Le Dernier Pub avant la fin du monde réunit Nick Frost, Simon Pegg et Edgar Wright, le trio de Shaun of the Dead et de Hot Fuzz, pour le troisième volet de la « trilogie Cornetto ». Comme de juste, il y est question de fin du monde, ou comment Gary King, quadragénaire bien tassé n’ayant rien fait de sa vie, remonte sa bande de potes de lycée pour finir le barathon qu’ils avaient laissé inachevé, le soir du dernier jour de leur scolarité. Objectif : boire une pinte dans les douze pubs de la ville, y compris dans le dernier, le bien nommé « World’s End », et s’apercevoir sur le chemin, logiquement, que le monde touche à sa fin.
Nick Frost et Simon Pegg ressuscitent le duo de Shaun of the Dead, en miroir : au tour, cette fois, de Pegg d’incarner l’éternel adolescent irresponsable – un vrai perdant, pourtant manifestement considéré avec beaucoup de bienveillance par le film. Jusque dans le personnage incarné par Pegg dans Hot Fuzz, transparaissent les insécurité d’un adulte dont la culture fictionnelle large lui a laissé croire qu’il pourrait être le héros de ses aventures – à tort. Le monde réel est trop dur pour les protagonistes de l’univers de Frost, Pegg et Wright, d’où la nécessité de l’intervention du fantastique – un diagnostic pertinent pour tout geek cinéphile, littéraire ou ludophile, à vous de choisir. La sincérité de l’amour dans lequel ces perdants sont tenus est manifeste tout au long de la trilogie Cornetto, et le signe d’une certaine maturité narrative vis-à-vis des genres abordés : ici, le film d’invasion extraterrestre, comme, dans Shaun of the Dead, le film de zombies. Ni héros, ni anti-héros, les protagonistes de la trilogie sont tout simplement des gens vaguement ploucs, vaguement attachants, vaguement normaux.
On ne cesse de faire le parallèle entre Le Dernier Pub avant la fin du monde et Shaun of the Dead – probablement parce que le premier est un calque du deuxième. C’est d’autant plus étonnant que l’équipe Cornetto avait montré, avec Hot Fuzz, la versatilité de son style. S’il paraît moins fougueux, moins spontané, Le Dernier Pub avant la fin du monde est plus soucieux que Shaun of the Dead de brocarder avec pertinence son genre d’élection – plutôt que de le dynamiter tout simplement, comme ce fut le cas avec le film de zombies. Du côté des méchants, les codes traditionnels sont bien présents, mais c’est avant tout l’humanité qui en prend pour son grade : ainsi, voilà nos héros obligés de combattre pour leur liberté (jusque-là tout va bien) …leur liberté de se cuiter le museau à loisir, d’être parfaitement crétins, irresponsables, uniquement préoccupés de leur propre amusement sans souci des conséquences.

- Données enregistrées
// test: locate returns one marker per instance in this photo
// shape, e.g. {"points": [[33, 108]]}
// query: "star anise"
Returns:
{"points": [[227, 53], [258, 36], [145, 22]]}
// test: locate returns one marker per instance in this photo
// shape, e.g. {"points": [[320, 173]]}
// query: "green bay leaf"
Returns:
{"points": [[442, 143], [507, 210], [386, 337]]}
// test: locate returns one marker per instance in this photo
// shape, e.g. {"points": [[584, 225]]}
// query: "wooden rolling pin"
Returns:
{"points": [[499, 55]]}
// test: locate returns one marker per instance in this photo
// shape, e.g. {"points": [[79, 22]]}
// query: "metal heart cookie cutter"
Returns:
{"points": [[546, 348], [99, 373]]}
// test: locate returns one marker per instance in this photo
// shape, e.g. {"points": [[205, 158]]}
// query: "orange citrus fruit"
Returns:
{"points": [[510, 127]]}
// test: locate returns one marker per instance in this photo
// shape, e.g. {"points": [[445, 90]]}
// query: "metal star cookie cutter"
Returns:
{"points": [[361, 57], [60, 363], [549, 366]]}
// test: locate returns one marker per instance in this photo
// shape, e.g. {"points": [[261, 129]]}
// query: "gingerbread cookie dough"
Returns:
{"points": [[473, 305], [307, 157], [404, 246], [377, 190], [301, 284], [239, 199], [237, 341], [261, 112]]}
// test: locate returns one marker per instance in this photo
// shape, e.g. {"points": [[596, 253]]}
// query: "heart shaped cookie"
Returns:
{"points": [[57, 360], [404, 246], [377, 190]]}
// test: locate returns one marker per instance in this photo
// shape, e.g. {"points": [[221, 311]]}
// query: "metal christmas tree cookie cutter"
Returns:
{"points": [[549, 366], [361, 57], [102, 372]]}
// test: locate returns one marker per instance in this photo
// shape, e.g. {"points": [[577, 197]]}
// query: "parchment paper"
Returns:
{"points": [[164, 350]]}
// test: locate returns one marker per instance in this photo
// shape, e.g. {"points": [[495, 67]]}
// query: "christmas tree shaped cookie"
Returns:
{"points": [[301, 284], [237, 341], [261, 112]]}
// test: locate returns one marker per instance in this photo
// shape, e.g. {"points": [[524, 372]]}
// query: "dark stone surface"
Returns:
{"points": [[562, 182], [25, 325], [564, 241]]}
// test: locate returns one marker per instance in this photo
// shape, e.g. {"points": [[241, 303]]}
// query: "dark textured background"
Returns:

- Tâche à réaliser
Répondez à ces questions sur la critique du Dernier Pub avant la fin du monde :
1. Dans combien de pubs de la ville les amis doivent-ils boire une pinte ?
2. Quel genre de film est abordé dans Le Dernier Pub avant la fin du monde ?
3. Avec quel film l'équipe Cornetto avait-elle montré la versatilité de son style ?
Ces données proviennent d'une autre source.

- Zone de réponse
1. Douze pubs.
2. Le film d'invasion extraterrestre.
3. Hot Fuzz.